= WHAT IS EXPECTED =
Print the passage of the Cambodia genocide story starting with "This is the" and going on through "in the genocide.".
=== DOCUMENT SECTION ===
Lost Love Cambodia
Phnom Penh — Cambodia, 1975, was the year when Khmer Rouge came into power, beginning nearly 4 years of bloody rule over the Cambodians. During these dark years, the country was subject to the many new “revolutionary” policies of the “Angkar” (the common reference name of Khmer Rouge at that time). Women and children were sent to collective camps to work in farms and plantations for food they cannot eat; men were exhausted at labour camps and intellectuals or suspected persons with any “connections” that went against the revolutionary ideology were tortured and executed. Countless people of that generation were never seen again and families separated.
This is the true story of Nun Amara — the story her life during the genocide of Pol Pot’s regime. Now 68 years old, and Madam Amar does not enjoy the health as one would expect of her age, a legacy from the hardships she faced from 1975 – 1979. This film documented the sadness of her life, especially the loss of her family in the genocide.
Fifteen days after evacuating from Phnom Penh, her father, General Prang, a former high-ranking cadre who was well-respected in the Lon Nol regime, was executed. The Khmer Rouge cadres hung a big rock on his neck and shot him till he fell from the bridge at Kampong Speu province. Her husband, Chak, an officer at a fortress near Kampong Chhnang province, disappeared ever since. Madam Amara was told that a villager in Kampong Chhnang province had seen her husband and 30 other Lon Nol loyalists were escorted away by Khmer Rouge cadres on 20 April, 1975, for execution. It was the very day that Khmer Rouge took control of Phnom Penh.
In the terrible years that ensued, Madam Amara encountered many tribulations in her attempts to keep her family members alive. Without proper food, her youngest daughter suffered from edema and malnutrition. She tried to save her daughter’s life by exchanging her diamond ring for medicine.
In 1976, her eldest daughter had permission to visit Madam Amara, whom were separated in 1975. Unfortunately, when her daughter arrived at the village, madam Amara had already left to work at another village. Sadly, the next morning, her daughter left for the children’s camp by boat. The boat was over-loaded and capsized, drowning her daughter.
=== INPUT DATA ===
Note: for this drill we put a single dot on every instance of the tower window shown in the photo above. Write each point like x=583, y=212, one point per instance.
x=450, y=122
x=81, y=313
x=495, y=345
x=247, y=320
===
=== INPUT DATA ===
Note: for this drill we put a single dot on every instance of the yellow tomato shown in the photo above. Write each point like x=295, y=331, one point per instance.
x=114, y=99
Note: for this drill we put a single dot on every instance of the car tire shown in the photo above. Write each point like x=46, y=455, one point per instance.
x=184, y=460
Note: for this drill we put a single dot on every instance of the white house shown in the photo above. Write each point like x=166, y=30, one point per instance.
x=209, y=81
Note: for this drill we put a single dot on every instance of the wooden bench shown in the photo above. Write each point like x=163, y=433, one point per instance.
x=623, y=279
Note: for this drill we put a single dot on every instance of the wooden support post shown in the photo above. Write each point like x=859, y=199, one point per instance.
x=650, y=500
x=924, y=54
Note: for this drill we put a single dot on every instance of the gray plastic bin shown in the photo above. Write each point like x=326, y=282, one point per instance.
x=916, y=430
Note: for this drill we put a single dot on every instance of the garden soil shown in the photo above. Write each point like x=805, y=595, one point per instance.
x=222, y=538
===
=== INPUT DATA ===
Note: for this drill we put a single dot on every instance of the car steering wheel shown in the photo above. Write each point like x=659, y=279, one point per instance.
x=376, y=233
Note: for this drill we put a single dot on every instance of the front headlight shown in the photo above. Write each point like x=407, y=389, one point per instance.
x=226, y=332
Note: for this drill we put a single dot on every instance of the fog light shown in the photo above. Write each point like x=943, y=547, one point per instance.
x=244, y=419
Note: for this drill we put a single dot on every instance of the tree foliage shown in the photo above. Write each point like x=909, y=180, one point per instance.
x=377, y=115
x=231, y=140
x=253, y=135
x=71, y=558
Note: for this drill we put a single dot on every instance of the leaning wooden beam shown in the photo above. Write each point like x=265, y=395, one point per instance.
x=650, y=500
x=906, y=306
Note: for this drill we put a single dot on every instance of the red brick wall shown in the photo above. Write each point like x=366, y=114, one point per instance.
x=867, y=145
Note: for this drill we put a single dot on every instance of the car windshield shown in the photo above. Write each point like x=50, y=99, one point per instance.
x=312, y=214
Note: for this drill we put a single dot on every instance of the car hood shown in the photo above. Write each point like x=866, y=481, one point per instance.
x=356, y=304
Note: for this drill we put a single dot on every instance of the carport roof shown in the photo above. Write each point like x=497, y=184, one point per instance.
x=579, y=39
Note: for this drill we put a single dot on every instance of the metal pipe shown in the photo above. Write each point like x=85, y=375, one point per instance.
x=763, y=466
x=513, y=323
===
= WRITTEN RESPONSE =
This is the true story of Nun Amara — the story her life during the genocide of Pol Pot’s regime. Now 68 years old, and Madam Amar does not enjoy the health as one would expect of her age, a legacy from the hardships she faced from 1975 – 1979. This film documented the sadness of her life, especially the loss of her family in the genocide.